# [EXERCISE DESCRIPTION]
Continue the blog post about Connor and his feeding tube, starting right after its final sentence.

# [DOCUMENT SECTION]
You see, these pictures were taken right was we headed out to the hospital shortly after my water broke.  We had no idea how much our lives would change in a few hours.  

We packed minimally for what we assumed would be a routine delivery. We had no idea it would be over 3 weeks before we brought our son home (and before we came back home).

We were nervous, excited, anxious...all of the thoughts new parents-to-be have.  

If you're new to our journey, we did not know Connor would be born with the issues we had.  We were told to expect a healthy 7-7.5 lb. baby boy.  Our world was rocked to its core the next morning.  

Those expectations of a routine labor and delivery?  Totally out the window.  If you had that experience, be grateful for it.  It is unbelievably difficult to leave the hospital without your child.  

It is painful to watch your son be loaded and sent off to a totally different hospital for their amazing services.  



It is challenging to juggle holding an infant with wires, probes, and monitors attached to his body.

Even though our experience was not at all how we expected, I am grateful for it.  I am grateful for the medical technology available that helped us and my son.  I am grateful we, and our parents, live so close to MUSC.  I am grateful to know that we've gotten through tough things before.

Twinge of Sadness
While I am a pretty positive and upbeat person (hello cheerleader Bonnie!), there are definitely times and moments where I can be sad.  There are obvious ones, like today when I reflect on how different things are than what I thought they would be, but there are also times where it hits out of nowhere.

Changing his sheets and seeing the sporty dogs.  Knowing that Connor's body currently won't let him do the things most boys his age do.

Realizing earlier this school year that if things were different, Connor would be at my school in CD.

Seeing things like 'babies don't keep,' 'please don't grow up,' etc.  I know that no parents mean these things and that all parents wish their little ones could stay little forever, but please embrace the life changes that are happening.  I'll get to this a little more with my last one...

Sorrow for his Struggles
He doesn't realize that he's got it way tougher than most kids.

He doesn't realize that other kids can do things he can't (for this, I am grateful.  I am so, so, so very grateful that he doesn't realize he's "different"...he just does his own Connor thing.)

He doesn't realize that most four 5 year olds are running, jumping, playing, reading, talking, eating, drinking, etc.  I could go on and on.



This sorrow is something that we feel as parents that he has to struggle.  But you know what's great?  Connor doesn't know it and he just tries his best every single day.   I have to say, and I'll probably say it again tomorrow, Connor is my hero.  He is so stinkin' tough.  Way tougher than I am.  

Timeline
As a parent of a kid with special needs, this is probably the toughest thing.  I won't go further into this because it's really very personal and emotional, but it's something I think of more often than I want to.


So, there you have it.  4 things I've thought of today on my sweet sweet boy's last day of being 4.  I am honored to be Connor's mom and grateful for the joy he provides us each and every day.



Stay tuned tomorrow for a much more upbeat and positive post! 

Friday, February 9, 2018

Feeding Tube Awareness Week 2018

Wow, it's crazy I haven't posted since early October of last year!  That's good news though :)

To finish out Feeding Tube Awareness Week, I wanted to write a post to cover some other loose ends about and related to Connor's feeding tube.

Kind of Feeding Tube
I just realized I've never discussed what kind of feeding tube Connor has.  Did you know there are different kinds?  Connor has a g-tube, which means his food goes straight into his stomach.  There are different kinds of g-tubes, but he has the AMT Mini One.

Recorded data
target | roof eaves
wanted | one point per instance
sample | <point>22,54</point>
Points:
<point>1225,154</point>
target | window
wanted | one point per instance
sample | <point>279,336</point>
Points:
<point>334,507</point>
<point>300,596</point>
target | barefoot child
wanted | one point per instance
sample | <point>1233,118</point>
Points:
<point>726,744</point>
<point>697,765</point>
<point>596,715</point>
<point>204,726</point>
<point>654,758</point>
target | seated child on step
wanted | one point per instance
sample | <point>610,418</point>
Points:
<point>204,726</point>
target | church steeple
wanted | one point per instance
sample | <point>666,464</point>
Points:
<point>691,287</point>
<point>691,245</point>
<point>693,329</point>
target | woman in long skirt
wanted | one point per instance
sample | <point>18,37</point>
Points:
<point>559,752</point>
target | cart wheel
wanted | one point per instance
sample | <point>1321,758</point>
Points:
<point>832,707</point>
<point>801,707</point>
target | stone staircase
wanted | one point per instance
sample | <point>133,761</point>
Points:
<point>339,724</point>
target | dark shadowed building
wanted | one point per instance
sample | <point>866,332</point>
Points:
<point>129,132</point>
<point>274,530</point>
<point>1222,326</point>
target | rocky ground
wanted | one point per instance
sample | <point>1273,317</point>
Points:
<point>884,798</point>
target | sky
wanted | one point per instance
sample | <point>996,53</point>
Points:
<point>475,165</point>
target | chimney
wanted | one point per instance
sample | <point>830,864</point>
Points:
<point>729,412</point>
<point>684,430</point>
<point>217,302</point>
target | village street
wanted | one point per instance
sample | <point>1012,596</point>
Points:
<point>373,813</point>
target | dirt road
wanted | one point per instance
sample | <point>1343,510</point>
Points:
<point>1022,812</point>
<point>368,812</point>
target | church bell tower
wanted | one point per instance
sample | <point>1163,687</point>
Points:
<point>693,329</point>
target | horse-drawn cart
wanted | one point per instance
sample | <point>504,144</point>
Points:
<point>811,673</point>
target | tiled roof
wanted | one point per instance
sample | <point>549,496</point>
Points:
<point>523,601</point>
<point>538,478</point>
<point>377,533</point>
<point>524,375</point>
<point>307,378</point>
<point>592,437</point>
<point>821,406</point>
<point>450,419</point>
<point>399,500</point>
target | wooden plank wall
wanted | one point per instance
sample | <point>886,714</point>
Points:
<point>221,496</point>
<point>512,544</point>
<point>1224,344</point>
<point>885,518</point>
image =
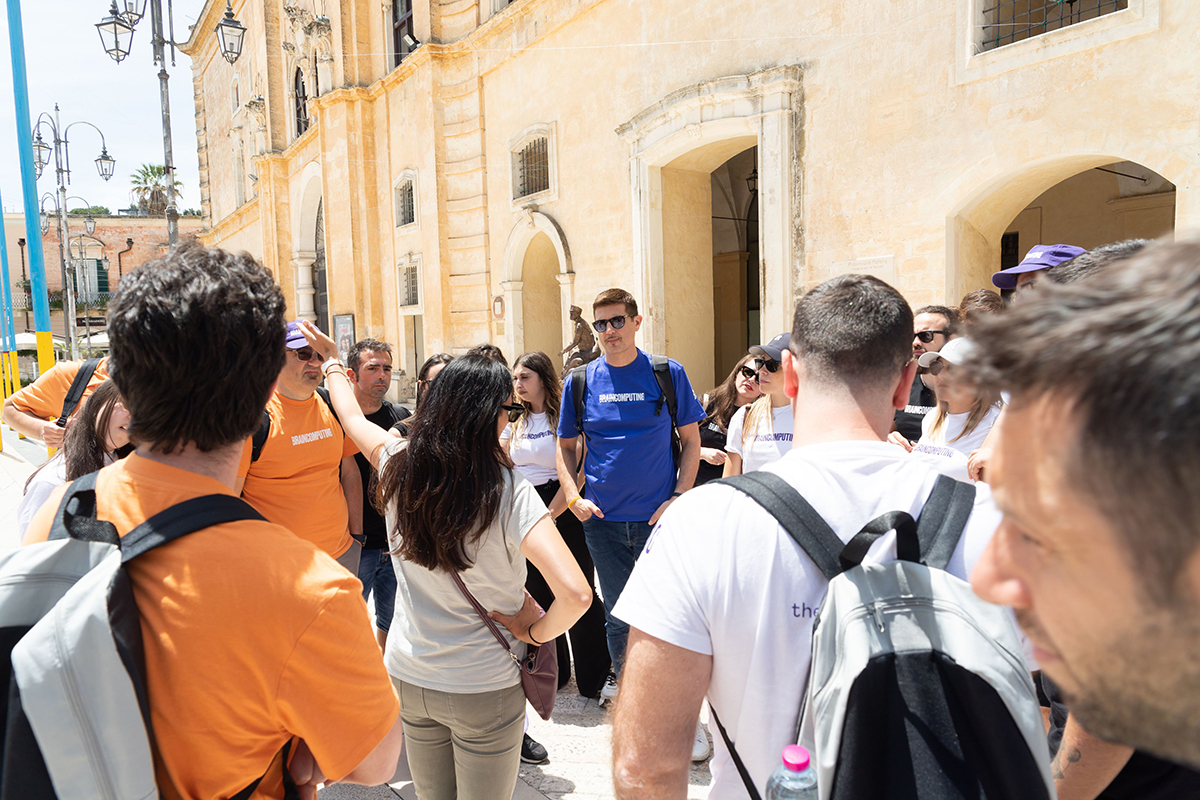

# [EXERCISE RESPONSE]
Supplies
Connor gets medical supplies shipped (to him!) every month.  We get a months worth of feeding pump bags and two connectors.  We also get a new g-tube button about every 3 months (unless one pops which has happened before).

Regrets
I've talked a lot about how much I love and appreciate Connor's feeding tube.  But I do have one regret about it: that we didn't get it sooner.  We were being pressured by several different doctors for a while about getting a feeding tube, but we were very reluctant to do it for several reasons:

  • Connor enjoyed eating.  You could sense his body relax and it would calm him down.

  • Getting a g-tube is surgery.  And a pretty major surgery.  Much more so than say ear tubes.  Don't get me wrong, I know that is a nerve wracking procedure for most parents, but it's also an in and out surgery.  This surgery would require a hospital stay for many days.
  • Tummy time.  Connor is not able to sit up, crawl, stand, walk, etc.  His surgery was prior to him getting a wheelchair so he spent his days on the floor for the most part and he loved it (he still does).  Tummy time was HUGE for Connor and we were worried what effect having a g-tube might have on that.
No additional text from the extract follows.